That scenario was deemed most plausible by 1,300 technology experts and scholars in a survey by the Pew Internet & American Life Project. Other predictions that drew the most agreement:

 

* We'll be watched more closely by government and businesses through computing devices embedded in clothes, appliances, cars and phones.

* Most students will spend part of their day in "virtual classes," grouped online with others who share their abilities and interests.

* And the boundaries between work and leisure will be blurred - in other words, expect to hear from your boss anytime, anywhere.

 

Although the internet was technically born in 1969 as a plaything of computer scientists, it only became accessible to the mainstream a decade ago. Since then, it has insinuated itself in our daily lives. The handwritten letter has become quaint, millions of young music lovers have grown accustomed to free music (even if it's illegal), and more than a few marriages have been forged from dates hatched online.

 

So what's coming in the next 10 years?

● **Challenges**:
• 1. According to the article on internet predictions, how many technology experts and scholars took part in the Pew survey?
• 2. Copy the article on internet predictions word for word from "Although the internet" to "dates hatched online.".
• 3. Translate this sentence from the article on internet predictions into Spanish: "Although the internet was technically born in 1969 as a plaything of computer scientists, it only became accessible to the mainstream a decade ago."

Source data
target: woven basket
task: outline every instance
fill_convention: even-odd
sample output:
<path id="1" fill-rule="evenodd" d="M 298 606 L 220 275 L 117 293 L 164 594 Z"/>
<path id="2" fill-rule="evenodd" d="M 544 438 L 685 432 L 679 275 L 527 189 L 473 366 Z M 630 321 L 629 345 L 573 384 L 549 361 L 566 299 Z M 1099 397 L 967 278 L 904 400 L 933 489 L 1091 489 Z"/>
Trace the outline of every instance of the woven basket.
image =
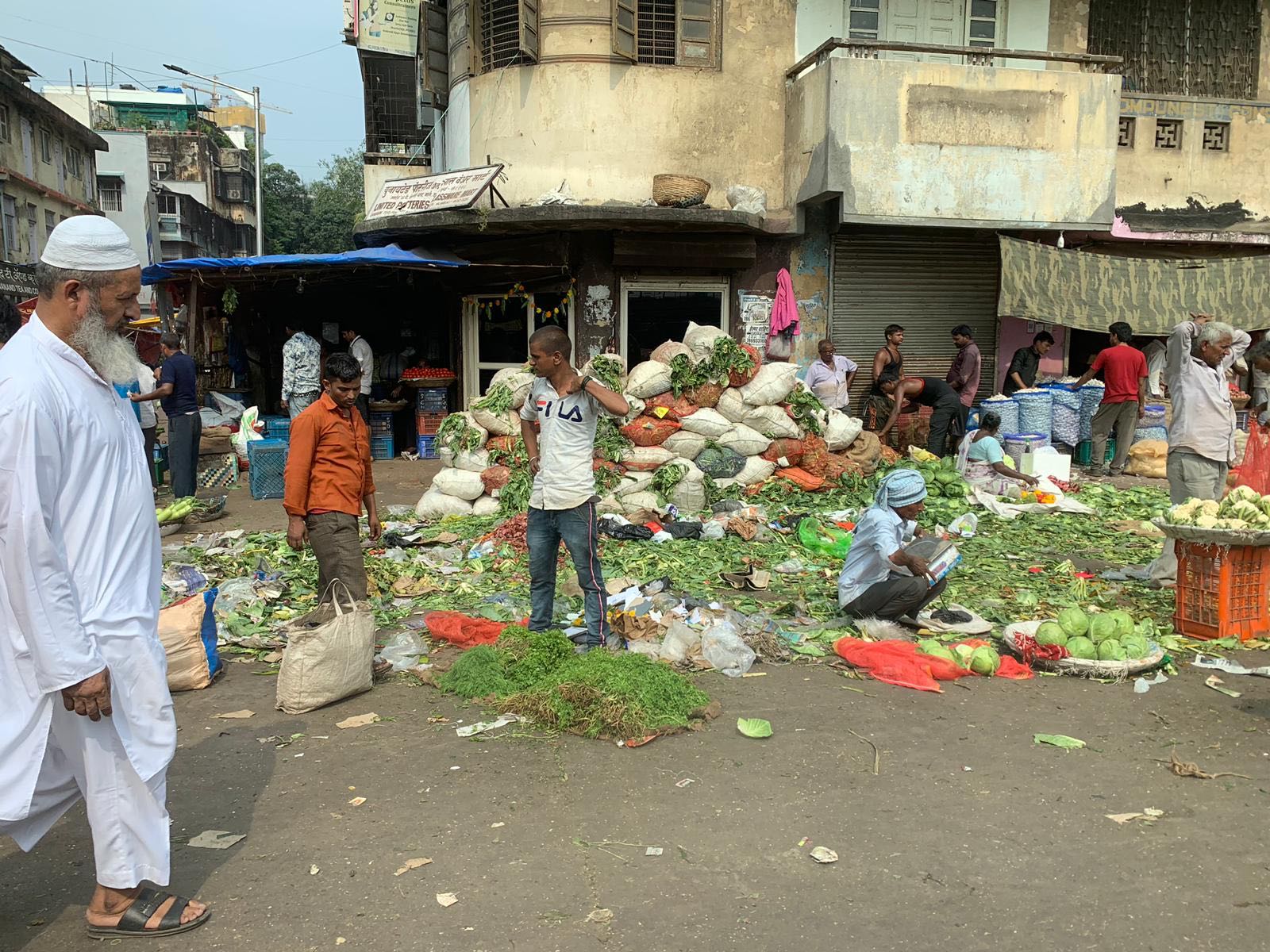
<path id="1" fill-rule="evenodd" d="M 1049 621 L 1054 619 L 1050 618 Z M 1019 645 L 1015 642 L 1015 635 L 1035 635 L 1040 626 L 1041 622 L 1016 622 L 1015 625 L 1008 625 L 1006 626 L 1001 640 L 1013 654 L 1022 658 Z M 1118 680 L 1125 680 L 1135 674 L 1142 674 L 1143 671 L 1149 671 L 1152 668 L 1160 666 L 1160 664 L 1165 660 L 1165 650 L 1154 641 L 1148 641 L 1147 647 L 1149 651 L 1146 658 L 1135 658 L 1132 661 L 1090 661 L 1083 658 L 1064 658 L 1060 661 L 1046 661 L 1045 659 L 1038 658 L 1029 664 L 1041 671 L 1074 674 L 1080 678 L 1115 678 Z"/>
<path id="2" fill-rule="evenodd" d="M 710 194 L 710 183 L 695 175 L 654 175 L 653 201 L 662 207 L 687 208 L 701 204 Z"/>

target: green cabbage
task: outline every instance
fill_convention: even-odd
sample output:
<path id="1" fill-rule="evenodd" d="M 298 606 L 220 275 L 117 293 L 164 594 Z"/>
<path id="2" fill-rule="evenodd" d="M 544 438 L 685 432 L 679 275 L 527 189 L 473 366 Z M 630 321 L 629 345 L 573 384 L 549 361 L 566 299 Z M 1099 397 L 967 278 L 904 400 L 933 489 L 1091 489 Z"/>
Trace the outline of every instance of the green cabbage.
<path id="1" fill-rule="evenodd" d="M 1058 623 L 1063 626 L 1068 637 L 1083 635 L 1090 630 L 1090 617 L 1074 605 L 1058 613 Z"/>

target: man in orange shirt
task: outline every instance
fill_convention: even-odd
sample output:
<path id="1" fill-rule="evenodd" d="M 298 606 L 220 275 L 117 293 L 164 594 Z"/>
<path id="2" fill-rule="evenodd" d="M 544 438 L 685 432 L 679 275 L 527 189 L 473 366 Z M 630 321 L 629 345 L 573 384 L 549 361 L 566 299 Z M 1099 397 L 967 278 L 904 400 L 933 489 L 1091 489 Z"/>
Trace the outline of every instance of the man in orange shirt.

● **Answers for the exercise**:
• 1. 1,300

• 2.
Although the internet was technically born in 1969 as a plaything of computer scientists, it only became accessible to the mainstream a decade ago. Since then, it has insinuated itself in our daily lives. The handwritten letter has become quaint, millions of young music lovers have grown accustomed to free music (even if it's illegal), and more than a few marriages have been forged from dates hatched online.

• 3. Aunque técnicamente internet nació en 1969 como un juguete de los científicos informáticos, solo se volvió accesible para el gran público hace una década.